### [Dataset records]
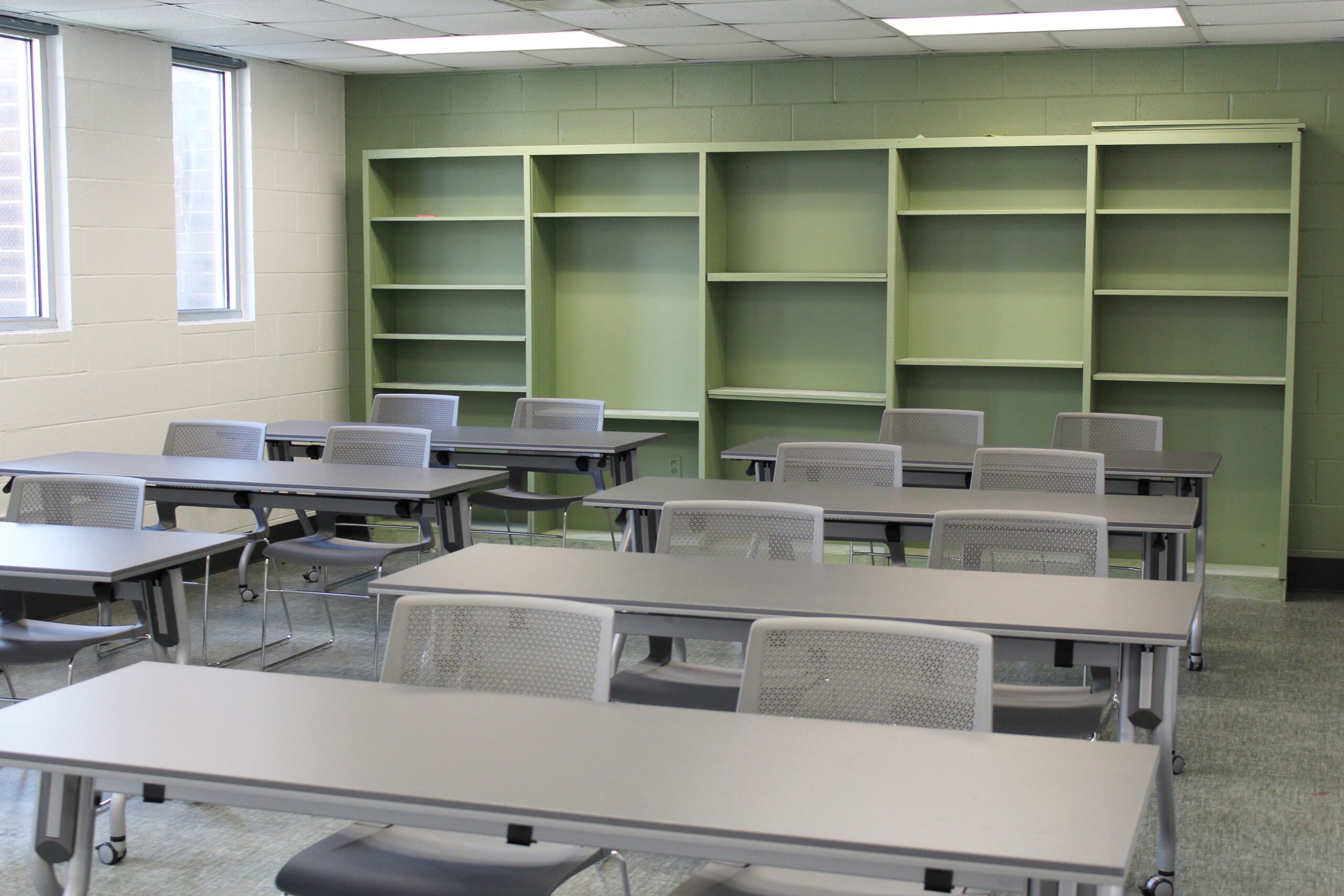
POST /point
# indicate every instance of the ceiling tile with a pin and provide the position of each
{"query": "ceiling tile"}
(226, 35)
(990, 42)
(664, 37)
(1269, 13)
(359, 30)
(762, 11)
(660, 16)
(517, 22)
(847, 30)
(603, 57)
(862, 47)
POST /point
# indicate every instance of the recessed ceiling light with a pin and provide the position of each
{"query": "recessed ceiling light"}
(490, 44)
(1018, 22)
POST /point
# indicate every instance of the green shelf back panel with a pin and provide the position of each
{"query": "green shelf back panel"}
(1021, 404)
(449, 311)
(620, 183)
(447, 186)
(804, 336)
(627, 311)
(996, 178)
(467, 363)
(1191, 335)
(805, 212)
(448, 251)
(995, 288)
(1246, 425)
(1196, 176)
(1194, 251)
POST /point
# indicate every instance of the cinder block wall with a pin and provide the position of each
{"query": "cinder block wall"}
(1040, 93)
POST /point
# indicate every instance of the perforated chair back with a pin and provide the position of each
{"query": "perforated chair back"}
(560, 414)
(378, 445)
(742, 530)
(1019, 542)
(102, 501)
(414, 409)
(933, 425)
(1108, 431)
(1040, 471)
(234, 440)
(839, 464)
(502, 645)
(899, 673)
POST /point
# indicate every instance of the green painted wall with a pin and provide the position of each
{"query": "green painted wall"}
(1045, 93)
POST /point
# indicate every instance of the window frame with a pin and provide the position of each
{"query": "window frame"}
(232, 194)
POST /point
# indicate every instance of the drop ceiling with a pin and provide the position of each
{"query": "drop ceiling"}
(312, 33)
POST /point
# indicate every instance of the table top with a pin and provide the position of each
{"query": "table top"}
(262, 476)
(101, 555)
(1122, 512)
(771, 786)
(933, 456)
(1025, 606)
(494, 438)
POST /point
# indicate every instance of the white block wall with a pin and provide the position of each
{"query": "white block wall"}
(127, 367)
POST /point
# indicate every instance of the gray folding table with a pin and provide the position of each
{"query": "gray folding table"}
(1135, 626)
(1179, 473)
(947, 808)
(102, 563)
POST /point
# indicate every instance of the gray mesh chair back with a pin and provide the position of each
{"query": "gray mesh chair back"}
(839, 464)
(102, 501)
(899, 673)
(742, 530)
(1108, 431)
(414, 409)
(1040, 471)
(377, 445)
(933, 425)
(239, 441)
(1019, 542)
(579, 414)
(502, 645)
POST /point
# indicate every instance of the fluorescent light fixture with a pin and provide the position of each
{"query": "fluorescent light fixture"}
(490, 44)
(1019, 22)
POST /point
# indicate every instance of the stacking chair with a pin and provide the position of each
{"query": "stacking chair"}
(742, 530)
(468, 642)
(930, 425)
(896, 673)
(375, 445)
(1043, 544)
(843, 464)
(574, 414)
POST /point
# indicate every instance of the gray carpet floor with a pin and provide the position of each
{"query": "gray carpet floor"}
(1261, 805)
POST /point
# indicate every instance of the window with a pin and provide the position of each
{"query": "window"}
(23, 300)
(203, 182)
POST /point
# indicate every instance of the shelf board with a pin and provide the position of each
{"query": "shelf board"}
(991, 212)
(624, 414)
(1191, 378)
(1213, 293)
(796, 279)
(819, 397)
(452, 338)
(449, 387)
(474, 287)
(983, 362)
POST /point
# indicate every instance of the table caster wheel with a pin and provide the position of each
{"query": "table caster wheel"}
(109, 853)
(1158, 886)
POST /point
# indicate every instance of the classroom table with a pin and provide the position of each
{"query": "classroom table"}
(940, 465)
(1133, 626)
(948, 808)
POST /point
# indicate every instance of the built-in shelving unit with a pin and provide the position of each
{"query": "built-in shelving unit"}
(719, 293)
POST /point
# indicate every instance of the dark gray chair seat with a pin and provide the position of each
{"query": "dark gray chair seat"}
(366, 860)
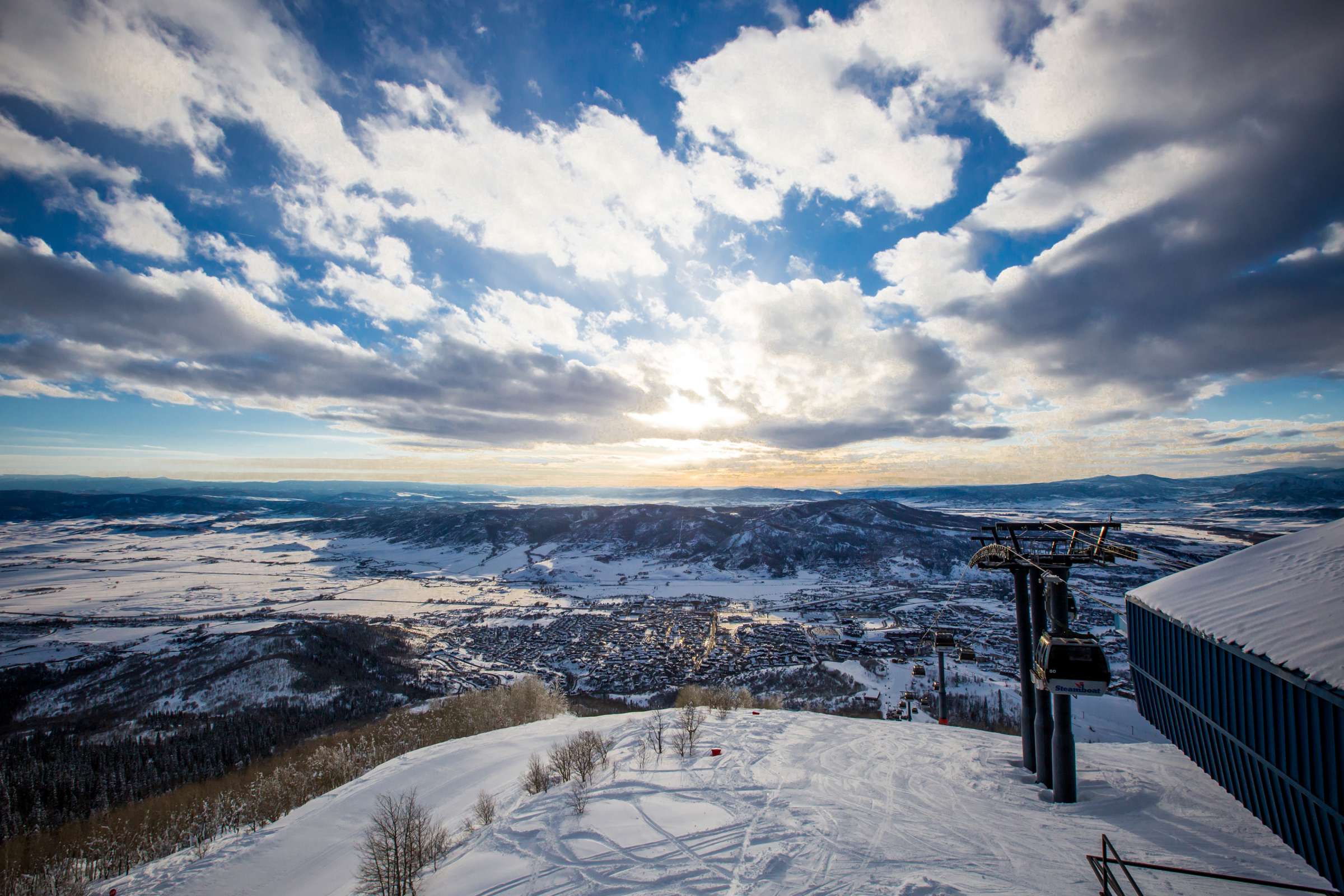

### [What needs to be done]
Extract each line of the items above that contains the string "drop".

### [Solution below]
# indicate every instance of the drop ceiling with a pin and provide the position of each
{"query": "drop ceiling"}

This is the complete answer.